▶ _Study text_

----------

Disclosure: I received a free copy of Murderous Minds from publisher Pegasus Books, LLC, but was not compensated for discussing/reviewing it. My thoughts on the book are my own.
Have you seen a movie or television show featuring a serial killer or heard about a school shooting and thought, “That guy’s a psychopath”? To many this is a correct assessment: if you behave in a psychotic manner, obviously you’re a psychopath.
Unfortunately it’s not that easy.
Turns out there’s a difference between “psychotic” and “psychopath”; those with psychopathic features or tendencies don’t always become psychopaths; and there’s a difference between a psychopath and a criminal psychopath. And not everyone agrees which word or phrase means what.
Recent advances in technology have given neuroscientists more detailed ways than ever before to study the brains of psychopaths, but not have reached a consensus as to which part(s) of the brain are involved in psychopathy, whether it’s caused by nature or nurture (or both), or which treatment options are best.
The value of being able to identify psychopaths using fact-based science is incalculable, but have we considered the implications of doing so?
Murderous Minds: Exploring the Criminal Psychopathic Brain: Neurological Imaging and the Manifestation of Evil is a deep dive by neuroscientist Dean Haycock into the world of psychopathy research and treatment.
Quite the head-spinner
Although the forward of Murderous Minds praises Haycock for rendering his book’s complex subject matter “readily digestible,” it’s clear why “for everyone” was not added to the end of that thought.
I had to read more slowly and deliberately than I usually do, and muscled through a lot of complicated information; I can’t imagine reading about this same topic on the higher level to which Haycock is undoubtedly more accustomed to writing.
It’s not easy reading, but it’s good. Haycock mixes in just enough real-world examples and plain language to make the challenge interesting instead of frustrating.

----------

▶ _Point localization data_
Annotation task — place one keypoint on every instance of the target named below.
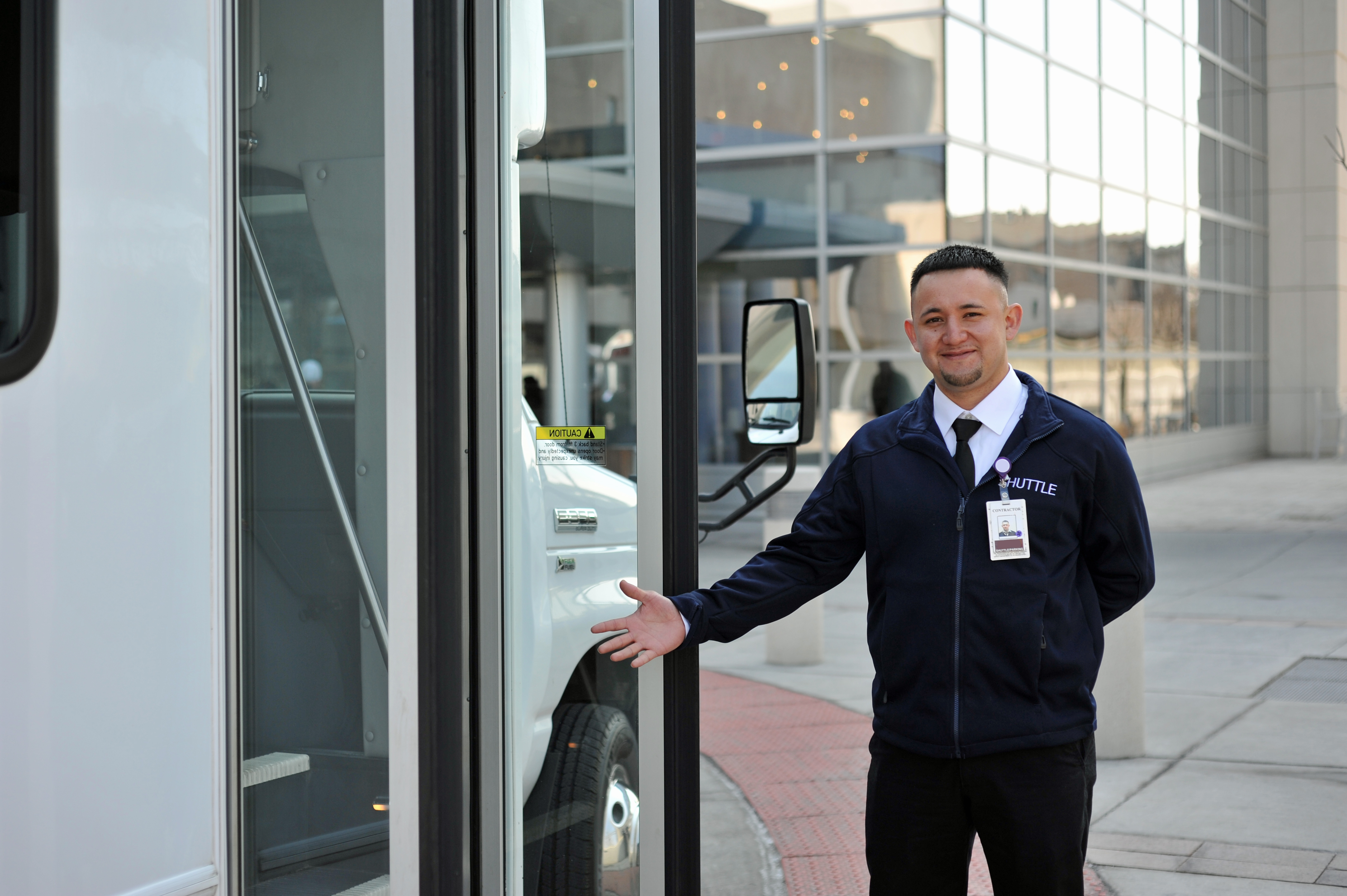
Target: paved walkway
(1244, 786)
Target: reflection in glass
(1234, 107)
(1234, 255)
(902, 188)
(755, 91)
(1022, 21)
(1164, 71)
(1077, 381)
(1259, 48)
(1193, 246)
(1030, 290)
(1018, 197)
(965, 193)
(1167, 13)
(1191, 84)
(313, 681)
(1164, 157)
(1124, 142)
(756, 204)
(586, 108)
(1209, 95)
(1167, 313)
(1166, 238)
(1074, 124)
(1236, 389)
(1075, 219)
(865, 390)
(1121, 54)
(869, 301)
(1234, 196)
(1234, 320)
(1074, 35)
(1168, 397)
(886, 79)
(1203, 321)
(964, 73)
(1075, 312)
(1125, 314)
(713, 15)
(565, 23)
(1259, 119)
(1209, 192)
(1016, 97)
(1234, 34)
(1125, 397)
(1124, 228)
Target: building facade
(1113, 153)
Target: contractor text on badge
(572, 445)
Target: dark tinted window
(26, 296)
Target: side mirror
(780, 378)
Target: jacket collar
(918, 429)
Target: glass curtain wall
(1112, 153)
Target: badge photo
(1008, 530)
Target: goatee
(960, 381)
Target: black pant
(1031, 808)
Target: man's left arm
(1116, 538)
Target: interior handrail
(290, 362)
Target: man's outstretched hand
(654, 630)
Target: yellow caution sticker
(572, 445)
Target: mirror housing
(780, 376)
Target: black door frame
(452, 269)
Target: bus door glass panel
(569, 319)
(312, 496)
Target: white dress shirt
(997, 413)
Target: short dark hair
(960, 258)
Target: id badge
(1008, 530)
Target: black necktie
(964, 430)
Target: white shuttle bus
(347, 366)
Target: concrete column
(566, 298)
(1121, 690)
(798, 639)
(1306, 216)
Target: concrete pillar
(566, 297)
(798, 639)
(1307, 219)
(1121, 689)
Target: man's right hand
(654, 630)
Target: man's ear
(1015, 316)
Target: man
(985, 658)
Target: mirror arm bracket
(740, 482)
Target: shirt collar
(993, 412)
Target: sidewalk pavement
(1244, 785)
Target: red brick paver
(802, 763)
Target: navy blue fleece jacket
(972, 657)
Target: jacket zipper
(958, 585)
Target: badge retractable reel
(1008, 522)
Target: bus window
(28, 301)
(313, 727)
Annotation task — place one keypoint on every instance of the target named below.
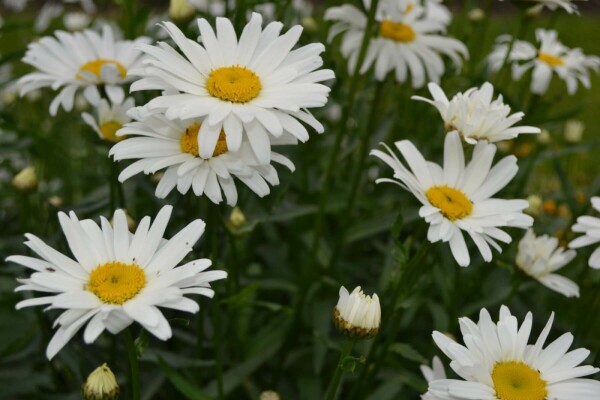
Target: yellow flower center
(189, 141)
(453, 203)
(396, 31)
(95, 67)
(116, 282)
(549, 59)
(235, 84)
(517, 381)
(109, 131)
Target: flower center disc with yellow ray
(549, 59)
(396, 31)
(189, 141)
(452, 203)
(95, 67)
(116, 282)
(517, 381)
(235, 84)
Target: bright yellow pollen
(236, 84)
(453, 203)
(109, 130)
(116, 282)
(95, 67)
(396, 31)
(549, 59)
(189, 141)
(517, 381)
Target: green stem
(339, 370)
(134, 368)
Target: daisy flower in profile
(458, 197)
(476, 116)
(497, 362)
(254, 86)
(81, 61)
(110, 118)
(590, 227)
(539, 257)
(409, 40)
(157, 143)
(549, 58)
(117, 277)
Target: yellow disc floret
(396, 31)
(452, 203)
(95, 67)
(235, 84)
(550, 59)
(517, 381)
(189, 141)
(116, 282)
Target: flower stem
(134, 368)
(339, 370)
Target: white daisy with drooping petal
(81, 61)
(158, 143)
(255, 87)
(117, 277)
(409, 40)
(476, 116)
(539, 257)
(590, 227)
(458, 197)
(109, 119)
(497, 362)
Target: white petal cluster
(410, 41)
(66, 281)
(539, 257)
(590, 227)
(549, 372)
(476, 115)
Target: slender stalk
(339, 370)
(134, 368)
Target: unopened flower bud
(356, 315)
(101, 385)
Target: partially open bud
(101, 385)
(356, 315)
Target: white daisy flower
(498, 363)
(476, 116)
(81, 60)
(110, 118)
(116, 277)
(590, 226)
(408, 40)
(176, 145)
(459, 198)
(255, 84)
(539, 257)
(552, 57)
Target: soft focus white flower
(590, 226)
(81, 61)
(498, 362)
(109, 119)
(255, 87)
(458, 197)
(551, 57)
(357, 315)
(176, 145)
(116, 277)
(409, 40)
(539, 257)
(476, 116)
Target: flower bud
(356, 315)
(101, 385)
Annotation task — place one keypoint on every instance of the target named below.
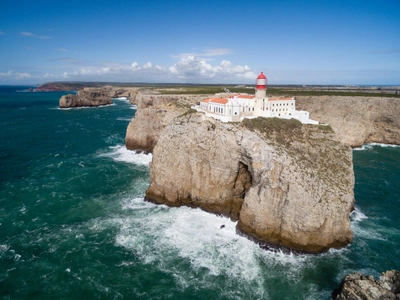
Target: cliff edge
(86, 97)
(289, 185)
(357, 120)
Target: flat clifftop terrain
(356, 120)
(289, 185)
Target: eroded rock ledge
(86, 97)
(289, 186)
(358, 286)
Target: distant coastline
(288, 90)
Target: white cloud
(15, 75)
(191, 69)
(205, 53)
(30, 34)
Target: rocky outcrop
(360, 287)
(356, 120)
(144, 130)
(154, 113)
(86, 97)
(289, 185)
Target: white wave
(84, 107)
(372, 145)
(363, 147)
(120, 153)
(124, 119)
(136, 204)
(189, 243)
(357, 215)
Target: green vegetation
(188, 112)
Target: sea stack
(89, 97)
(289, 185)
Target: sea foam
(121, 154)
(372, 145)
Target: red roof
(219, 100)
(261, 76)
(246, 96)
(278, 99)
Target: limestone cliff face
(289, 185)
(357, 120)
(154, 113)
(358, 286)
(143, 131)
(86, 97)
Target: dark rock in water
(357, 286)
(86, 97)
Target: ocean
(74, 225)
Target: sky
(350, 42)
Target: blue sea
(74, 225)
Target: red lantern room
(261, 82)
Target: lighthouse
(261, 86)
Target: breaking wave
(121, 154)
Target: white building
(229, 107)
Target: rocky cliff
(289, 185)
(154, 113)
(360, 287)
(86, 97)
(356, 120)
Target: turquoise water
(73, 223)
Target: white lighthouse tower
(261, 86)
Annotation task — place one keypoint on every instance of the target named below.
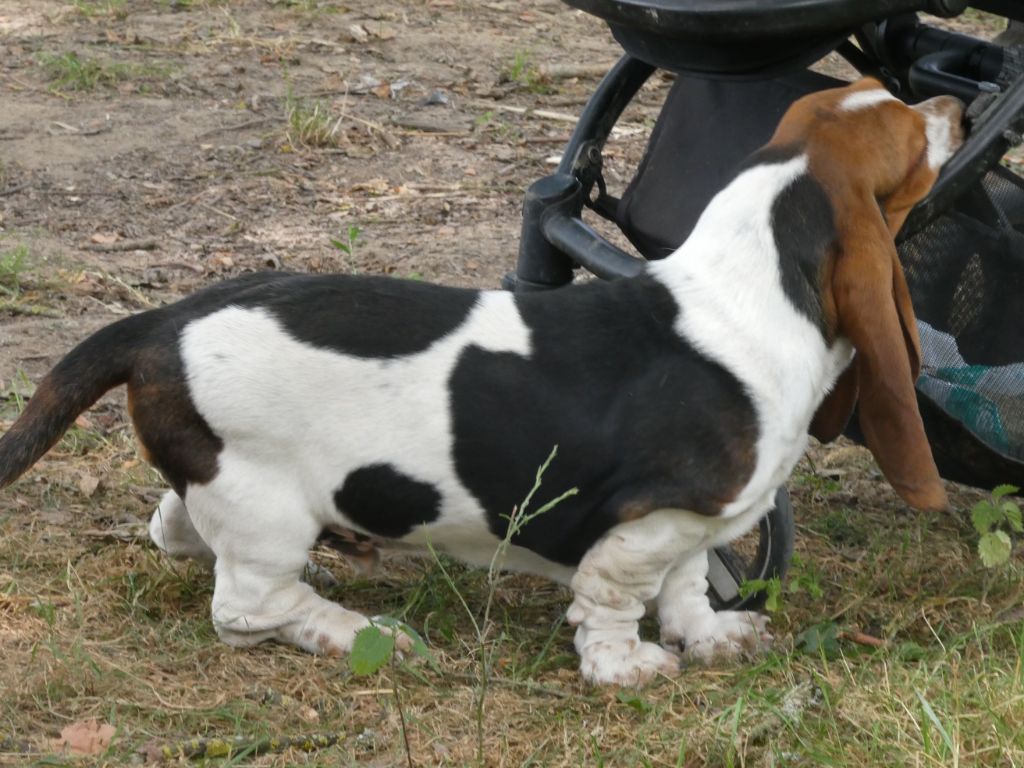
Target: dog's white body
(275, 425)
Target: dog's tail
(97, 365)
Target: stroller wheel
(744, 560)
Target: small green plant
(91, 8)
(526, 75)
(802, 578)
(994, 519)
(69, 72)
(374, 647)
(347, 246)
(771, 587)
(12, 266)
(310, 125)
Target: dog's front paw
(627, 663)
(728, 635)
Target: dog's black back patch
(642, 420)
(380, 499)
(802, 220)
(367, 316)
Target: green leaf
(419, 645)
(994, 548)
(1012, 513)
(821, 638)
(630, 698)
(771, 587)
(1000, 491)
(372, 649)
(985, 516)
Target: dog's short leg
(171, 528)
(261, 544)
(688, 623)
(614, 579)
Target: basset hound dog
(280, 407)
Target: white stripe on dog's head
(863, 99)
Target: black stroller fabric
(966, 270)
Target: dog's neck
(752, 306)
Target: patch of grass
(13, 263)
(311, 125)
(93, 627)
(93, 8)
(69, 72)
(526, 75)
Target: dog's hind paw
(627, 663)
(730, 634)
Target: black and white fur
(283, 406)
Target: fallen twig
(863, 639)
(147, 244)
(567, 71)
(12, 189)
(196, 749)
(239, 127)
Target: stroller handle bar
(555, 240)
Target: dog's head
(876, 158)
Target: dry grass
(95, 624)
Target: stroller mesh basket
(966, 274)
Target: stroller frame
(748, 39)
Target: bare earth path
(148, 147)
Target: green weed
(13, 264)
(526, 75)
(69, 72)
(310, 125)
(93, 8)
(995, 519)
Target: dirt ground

----------

▶ _Things to do_
1. According to the review of Murderous Minds, who wrote the book, and what is his profession?
2. Continue the review of Murderous Minds from its last sentence.

▶ _Per-task outputs_
1. Dean Haycock, a neuroscientist.

2.
Definitions aren’t easy
Turns out the medical community hasn’t quite settled on the definition and characteristics of psychopathy, or even what causes it. In typical scientific fashion there’s a lot of this kind of thing going on:
It is not yet possible to prove a direct, one-to-one association of brain abnormalities to psychopathy in the same way that a blocked artery is recognized as the direct cause of a heart attack or stroke. It is possible to say, however, that brain abnormalities, and not just sociocultural influences, can play a major role in psychopathy.
Throughout the book Haycock focus on study after study, each showing that a different part or parts of the brain are affected by, caused by, or even cause psychopathy.
He also bursts a couple bubbles blown up by the media, who in their attempts to simplify the science for mainstream audiences have misrepresented the findings.
Is there a reason for psychopathy?
I’ve written before about evolutionary psychology, one of my favorite college psychology class topics. I didn’t expect it to make an appearance in Murderous Minds.
In chapter 11 Haycock ponders whether there might be an evolutionary advantage to psychopathy; if it was incongruent with humanity, according to the theory, it would have died out eons ago.
But it’s still around, even at the small rates of today. Could there be an evolutionary advantage to being a psychopath?
[A psychopath’s] unique genes…including any that might predispose him and his offspring to traits of self-interest, lack of altruism, and lack of empathy, are safe for the time being…With the human species facing extinction as it did around this time, with the human gene pool shrunk by the loss of thousands of its members due to environmental change, behavior motivated by self-interest might have a survival advantage.
Haycock also take this theory into future apocalyptic scenarios, concluding that in an end-of-the-world scenario, “psychopaths may survive better than those of us with a conscience.”
So…are you a psychopath?
Probably not. At least not a successful criminal psychopath, or a psychopath on the level of Eric Harris or Brian Dugan.
You could certainly develop psychopathy-like traits as the result of traumatic brain injury (heard of Phineas Gage?), but generally if you make it to adulthood with your empathy intact you’re probably in the clear.
That said, research indicates that one in 100 people is a psychopath. Check 99 friends and acquaintances; if they’re all fine it’s probably you.